Work to do
1. List every class of warship for which the passage on British naval strength gives a British-to-German count, with each count.
2. According to the passage on British naval strength, in what year did the British introduce HMS Dreadnought?

Excerpt to read

------------------------------

The British were willing and able to meet the Germans ship for ship and even increase their edge, both quantitatively and qualitatively. In 1906, the British introduced the most powerful ship yet built, HMS Dreadnought. This revolutionary ship had modern nickel-steel alloy armor that was lighter than previous armors, enabling the ship’s powerful diesel engines to propel it at record speeds. Its 12-inch rotating turret guns could destroy any ship in the water without even getting within range of the guns on enemy warships. British opinion demanded even more dreadnoughts (as all ships of this type became known) than the admiralty had originally planned to build. Britain had already developed a “ two power standard” that pledged them to build a navy equivalent to the combined fleets of Europe’s next two largest powers. Dreadnought’s ability to render obsolete all other warships changed this calculus, but Britain’s desire to maintain its naval superiority did not change. Thus as Germany built dreadnoughts, Britain outbuilt them until the Royal Navy had a 20 to 13 advantage in dreadnoughts by 1914. The Royal Navy also enjoyed advantages of 102 to 41 in cruisers and 301 to 144 in destroyers.
Nevertheless, lavish spending on the Grand Fleet did not solve the problem of projecting power onto the European continent. As the French were fond of reminding their British allies, the Royal Navy would not be worth a single bayonet in a land war on the continent. The British therefore sought agreements with continental powers such as Russia and France, whose sizeable armies could balance their own naval strength and compensate for the small size of their professional army.

------------------------------

Records
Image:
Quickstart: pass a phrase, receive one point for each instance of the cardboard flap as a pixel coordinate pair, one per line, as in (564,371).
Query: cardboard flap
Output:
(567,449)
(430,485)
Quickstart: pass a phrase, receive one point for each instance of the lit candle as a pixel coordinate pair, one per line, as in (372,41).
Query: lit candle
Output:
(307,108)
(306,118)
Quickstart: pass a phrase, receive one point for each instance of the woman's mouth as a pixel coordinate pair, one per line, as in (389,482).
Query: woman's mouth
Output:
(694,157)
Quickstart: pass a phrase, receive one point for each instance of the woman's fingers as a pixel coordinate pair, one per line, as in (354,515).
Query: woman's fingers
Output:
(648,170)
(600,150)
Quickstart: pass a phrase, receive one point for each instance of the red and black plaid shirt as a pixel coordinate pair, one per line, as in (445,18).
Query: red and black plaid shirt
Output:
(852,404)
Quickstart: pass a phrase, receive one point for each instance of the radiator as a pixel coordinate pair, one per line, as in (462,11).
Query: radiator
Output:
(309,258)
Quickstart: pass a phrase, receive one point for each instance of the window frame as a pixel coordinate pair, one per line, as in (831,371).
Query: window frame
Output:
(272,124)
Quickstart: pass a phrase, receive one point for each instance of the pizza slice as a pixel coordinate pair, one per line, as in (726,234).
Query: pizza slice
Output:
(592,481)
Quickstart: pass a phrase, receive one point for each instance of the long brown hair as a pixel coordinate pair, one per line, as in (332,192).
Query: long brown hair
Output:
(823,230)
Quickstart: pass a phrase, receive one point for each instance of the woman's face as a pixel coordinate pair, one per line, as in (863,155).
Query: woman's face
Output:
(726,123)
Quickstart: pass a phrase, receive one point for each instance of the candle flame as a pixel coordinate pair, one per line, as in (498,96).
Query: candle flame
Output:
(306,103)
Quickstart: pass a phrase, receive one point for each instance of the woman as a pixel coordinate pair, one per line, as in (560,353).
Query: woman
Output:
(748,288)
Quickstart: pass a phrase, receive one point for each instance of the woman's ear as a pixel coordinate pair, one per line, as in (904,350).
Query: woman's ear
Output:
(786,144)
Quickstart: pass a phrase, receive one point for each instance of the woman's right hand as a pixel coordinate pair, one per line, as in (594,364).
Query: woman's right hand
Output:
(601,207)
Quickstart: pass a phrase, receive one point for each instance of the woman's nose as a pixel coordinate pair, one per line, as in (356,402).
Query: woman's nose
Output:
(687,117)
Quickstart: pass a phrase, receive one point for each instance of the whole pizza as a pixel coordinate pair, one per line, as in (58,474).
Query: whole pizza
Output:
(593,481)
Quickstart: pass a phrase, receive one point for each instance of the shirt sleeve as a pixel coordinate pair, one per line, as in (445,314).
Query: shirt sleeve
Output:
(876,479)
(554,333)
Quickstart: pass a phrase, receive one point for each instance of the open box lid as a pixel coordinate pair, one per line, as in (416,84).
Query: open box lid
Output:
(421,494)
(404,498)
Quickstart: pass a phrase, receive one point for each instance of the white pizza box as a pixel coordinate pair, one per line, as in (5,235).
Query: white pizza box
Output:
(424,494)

------------------------------

Answer list
1.
Dreadnoughts: 20 to 13
Cruisers: 102 to 41
Destroyers: 301 to 144

2. 1906